» Directions: Put the listing below into a numbered list, leaving out any blank lines.

» Input material:
···
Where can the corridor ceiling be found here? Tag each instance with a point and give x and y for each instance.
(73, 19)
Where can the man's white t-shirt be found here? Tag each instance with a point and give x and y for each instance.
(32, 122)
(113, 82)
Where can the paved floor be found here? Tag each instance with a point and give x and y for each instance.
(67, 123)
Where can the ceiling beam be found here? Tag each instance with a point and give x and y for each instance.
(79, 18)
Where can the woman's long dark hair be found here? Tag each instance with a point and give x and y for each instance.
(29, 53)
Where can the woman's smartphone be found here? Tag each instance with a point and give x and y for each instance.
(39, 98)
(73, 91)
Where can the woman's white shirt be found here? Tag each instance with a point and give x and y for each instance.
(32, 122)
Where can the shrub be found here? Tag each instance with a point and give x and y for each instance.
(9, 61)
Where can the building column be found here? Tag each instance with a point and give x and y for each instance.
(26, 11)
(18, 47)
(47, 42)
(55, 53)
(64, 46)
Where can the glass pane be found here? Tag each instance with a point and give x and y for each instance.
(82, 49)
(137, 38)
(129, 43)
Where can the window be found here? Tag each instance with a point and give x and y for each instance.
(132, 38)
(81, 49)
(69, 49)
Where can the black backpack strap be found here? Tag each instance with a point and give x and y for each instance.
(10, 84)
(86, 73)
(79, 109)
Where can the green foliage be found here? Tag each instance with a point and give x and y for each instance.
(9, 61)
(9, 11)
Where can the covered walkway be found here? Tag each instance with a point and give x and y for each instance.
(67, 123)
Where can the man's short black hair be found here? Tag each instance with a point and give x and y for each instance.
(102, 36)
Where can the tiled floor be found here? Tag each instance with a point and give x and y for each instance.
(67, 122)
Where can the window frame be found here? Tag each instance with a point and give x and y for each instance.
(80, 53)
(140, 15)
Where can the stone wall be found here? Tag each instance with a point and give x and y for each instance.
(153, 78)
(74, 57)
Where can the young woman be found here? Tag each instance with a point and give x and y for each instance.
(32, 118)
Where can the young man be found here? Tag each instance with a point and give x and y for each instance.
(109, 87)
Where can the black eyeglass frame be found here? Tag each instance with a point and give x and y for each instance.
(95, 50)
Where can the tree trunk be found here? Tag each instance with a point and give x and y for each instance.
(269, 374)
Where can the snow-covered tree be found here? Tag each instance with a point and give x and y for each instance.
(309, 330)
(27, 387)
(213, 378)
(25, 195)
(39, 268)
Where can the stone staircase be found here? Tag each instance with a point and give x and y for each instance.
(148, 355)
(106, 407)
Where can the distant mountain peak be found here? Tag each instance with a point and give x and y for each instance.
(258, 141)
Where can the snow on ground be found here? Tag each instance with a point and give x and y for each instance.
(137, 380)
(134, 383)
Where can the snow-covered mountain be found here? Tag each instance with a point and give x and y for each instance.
···
» Answer to the problem:
1. Where can the corridor ceiling be found here? Tag each instance with a point and give x and y for each instance.
2. (73, 19)
3. Where can the man's white t-shirt be found here? Tag each instance with a point and give x and y for each instance.
4. (32, 122)
5. (113, 82)
6. Where can the paved floor be found here? Tag each instance with a point and give x and y for each instance.
7. (67, 123)
8. Where can the ceiling beam be found here? Tag each instance with a point and give x and y for each instance.
9. (79, 18)
10. Where can the woman's long dark hair be found here? Tag each instance with a point and give x and y for each instance.
11. (29, 53)
12. Where can the woman's smartphone be found here? Tag each instance with a point and give x and y for each instance.
13. (39, 98)
14. (73, 91)
15. Where can the woman's white shirt be found here? Tag each instance with a point and give x and y for each instance.
16. (32, 122)
17. Where can the shrub be found here? Tag each instance with a point and give x and y for each instance.
18. (9, 61)
19. Where can the building column be found here? Tag each instance with a point and give x and y for each instance.
20. (26, 11)
21. (18, 47)
22. (47, 42)
23. (55, 53)
24. (64, 46)
25. Where can the glass pane be found here? Tag each instance with a point and give x and y for each instance.
26. (82, 49)
27. (137, 38)
28. (129, 43)
29. Where can the window be found here? Tag each instance with a point and give x and y for each instance.
30. (132, 38)
31. (81, 49)
32. (69, 49)
33. Where can the black backpack strap be found here? Tag each instance with a point and give x and y for each instance.
34. (10, 84)
35. (86, 73)
36. (79, 109)
37. Where can the green foliage be found here? Tag each instance with a point and give x and y for each instance.
38. (9, 61)
39. (9, 11)
40. Where can the covered walkway be found here? Tag each instance with a point and give x and y for each instance.
41. (67, 123)
42. Where can the man's short black hair be found here? Tag each instance with a point and give x and y for each instance.
43. (102, 36)
44. Where can the tiled floor be found here? Tag each instance with a point and give x and y for each instance.
45. (67, 122)
46. Where can the window frame be found here? Tag each instance with a point and give x and y for each instance.
47. (80, 53)
48. (140, 15)
49. Where can the stone wall be found here? Tag each instance with a point and give x and y for each instance.
50. (153, 78)
51. (74, 57)
52. Where can the young woman be found here? Tag each instance with a point and give x and y for each instance.
53. (32, 118)
54. Where can the young man be found here? Tag each instance with a point and give x and y for each instance.
55. (109, 87)
56. Where can the black eyeglass frame be found here? Tag each instance with a point and give x and y for each instance.
57. (95, 50)
58. Where can the tree trunk be found here? Tag each instance with a point and give x and y for each instance.
59. (269, 374)
60. Where can the snow-covered tree be found here? Tag each instance with a point and give x and y for each instance.
61. (309, 330)
62. (27, 387)
63. (213, 378)
64. (25, 195)
65. (39, 268)
66. Where can the stone staircase be found here? Tag each instance with a point and give x and y for each instance.
67. (148, 355)
68. (106, 407)
69. Where can the distant mountain peak be found here? Tag each instance with a point and give x and y for each instance.
70. (258, 141)
71. Where can the snow on ground be found here? Tag each instance with a point and give x and y for each instance.
72. (137, 380)
73. (134, 383)
74. Where can the snow-covered mountain be found here? Tag each instance with a point and give x and y for each instance.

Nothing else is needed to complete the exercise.